--- BEGIN Source passage ---
Wednesday, August 13, 2008

Aliasing pointers: using "weakness" to strengthen your code

In one of my earlier articles introducing programming with Boost libraries, I had demonstrated some simple techniques using boost::shared_ptr to share dynamically allocated object instances across scopes, and manage the life cycle of such objects effectively. This was an important step in the direction of eliminating memory leaks. But this was not a complete answer to all forms of memory leaks. This article helps you distinguish between "owning" and "aliasing" semantics for pointers and introduces another class from Boost's smart pointer stable - the boost::weak_ptr. Although not a smart pointer itself, the weak_ptr adds important capability that is vital in handling memory issues and thread safety of objects.

Imagine that you are building a linked list, and you decide to store the "head" node as a shared_ptr<Node> and encapsulate inside this node, the life cycle management of all the nodes in the entire list. That way, when the "head" node goes out of scope, all the other nodes are automatically deleted. How can you do it? Well, the head pointer stores a shared_ptr<Node> pointing to the first node, the first node stores a shared_ptr<Node> pointing to the second node, and so on.

Here is the code, and it works.
--- END Source passage ---
--- BEGIN Records ---
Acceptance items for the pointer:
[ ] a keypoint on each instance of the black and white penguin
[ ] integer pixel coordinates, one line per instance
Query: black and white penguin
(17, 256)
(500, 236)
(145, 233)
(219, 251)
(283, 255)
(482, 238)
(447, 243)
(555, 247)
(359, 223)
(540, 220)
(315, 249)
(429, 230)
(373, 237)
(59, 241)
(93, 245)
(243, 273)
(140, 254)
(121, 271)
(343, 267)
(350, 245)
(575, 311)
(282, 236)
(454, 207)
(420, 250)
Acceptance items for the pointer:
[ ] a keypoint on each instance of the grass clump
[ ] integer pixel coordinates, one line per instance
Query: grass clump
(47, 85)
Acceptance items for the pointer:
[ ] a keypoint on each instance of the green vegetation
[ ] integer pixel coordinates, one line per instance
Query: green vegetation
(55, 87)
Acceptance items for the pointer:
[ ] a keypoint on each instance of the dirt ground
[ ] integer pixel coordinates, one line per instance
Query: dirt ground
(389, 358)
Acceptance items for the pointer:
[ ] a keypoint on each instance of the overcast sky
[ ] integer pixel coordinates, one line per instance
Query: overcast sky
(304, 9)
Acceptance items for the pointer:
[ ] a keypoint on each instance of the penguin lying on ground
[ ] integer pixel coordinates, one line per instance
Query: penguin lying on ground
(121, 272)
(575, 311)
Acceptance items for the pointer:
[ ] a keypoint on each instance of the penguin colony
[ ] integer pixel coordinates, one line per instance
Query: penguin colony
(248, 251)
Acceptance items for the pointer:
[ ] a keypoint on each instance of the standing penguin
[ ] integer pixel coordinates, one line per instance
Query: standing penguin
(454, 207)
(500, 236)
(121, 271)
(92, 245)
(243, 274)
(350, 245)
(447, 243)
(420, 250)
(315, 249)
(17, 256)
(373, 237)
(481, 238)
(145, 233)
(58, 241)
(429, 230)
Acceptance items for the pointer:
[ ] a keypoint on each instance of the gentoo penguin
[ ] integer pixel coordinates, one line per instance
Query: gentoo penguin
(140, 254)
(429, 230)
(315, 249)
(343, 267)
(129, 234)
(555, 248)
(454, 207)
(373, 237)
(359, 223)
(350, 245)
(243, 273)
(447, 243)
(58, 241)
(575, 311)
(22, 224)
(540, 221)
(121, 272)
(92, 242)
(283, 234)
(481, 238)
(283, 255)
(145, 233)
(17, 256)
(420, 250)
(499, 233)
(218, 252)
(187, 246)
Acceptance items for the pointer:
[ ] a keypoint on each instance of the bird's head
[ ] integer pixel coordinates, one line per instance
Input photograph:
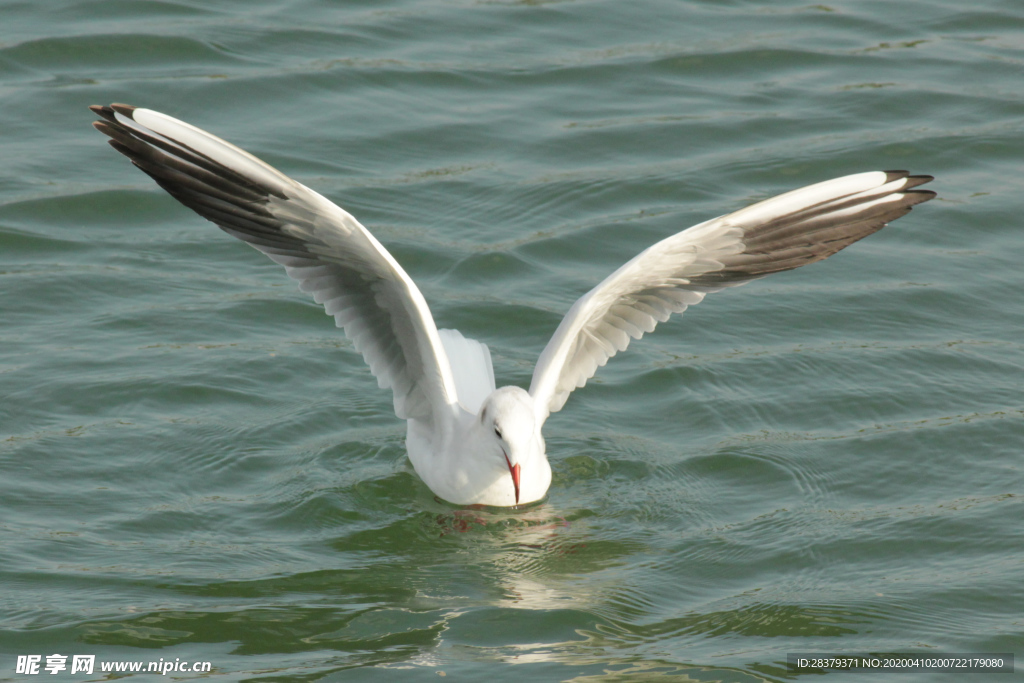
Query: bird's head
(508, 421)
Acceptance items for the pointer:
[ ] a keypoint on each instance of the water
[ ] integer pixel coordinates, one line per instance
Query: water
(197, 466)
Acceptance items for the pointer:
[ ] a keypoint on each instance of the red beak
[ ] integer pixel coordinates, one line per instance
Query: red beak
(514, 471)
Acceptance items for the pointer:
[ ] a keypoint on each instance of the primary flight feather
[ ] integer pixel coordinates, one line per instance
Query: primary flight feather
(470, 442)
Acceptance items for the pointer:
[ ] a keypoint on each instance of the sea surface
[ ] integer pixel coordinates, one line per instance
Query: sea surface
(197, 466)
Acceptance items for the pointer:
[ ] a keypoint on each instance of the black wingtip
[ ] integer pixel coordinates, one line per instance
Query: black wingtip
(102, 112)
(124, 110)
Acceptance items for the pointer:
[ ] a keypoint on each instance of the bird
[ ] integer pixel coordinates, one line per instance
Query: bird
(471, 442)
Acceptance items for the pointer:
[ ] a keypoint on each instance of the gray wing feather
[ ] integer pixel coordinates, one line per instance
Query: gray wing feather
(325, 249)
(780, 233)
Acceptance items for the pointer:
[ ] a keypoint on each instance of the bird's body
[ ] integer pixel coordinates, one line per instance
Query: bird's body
--- END Records ---
Work to be completed:
Reproduce word for word the part of the weak_ptr article starting with "Wednesday, August 13, 2008" and going on through "safety of objects.". The lines come from a source separate from the weak_ptr article.

The response:
Wednesday, August 13, 2008

Aliasing pointers: using "weakness" to strengthen your code

In one of my earlier articles introducing programming with Boost libraries, I had demonstrated some simple techniques using boost::shared_ptr to share dynamically allocated object instances across scopes, and manage the life cycle of such objects effectively. This was an important step in the direction of eliminating memory leaks. But this was not a complete answer to all forms of memory leaks. This article helps you distinguish between "owning" and "aliasing" semantics for pointers and introduces another class from Boost's smart pointer stable - the boost::weak_ptr. Although not a smart pointer itself, the weak_ptr adds important capability that is vital in handling memory issues and thread safety of objects.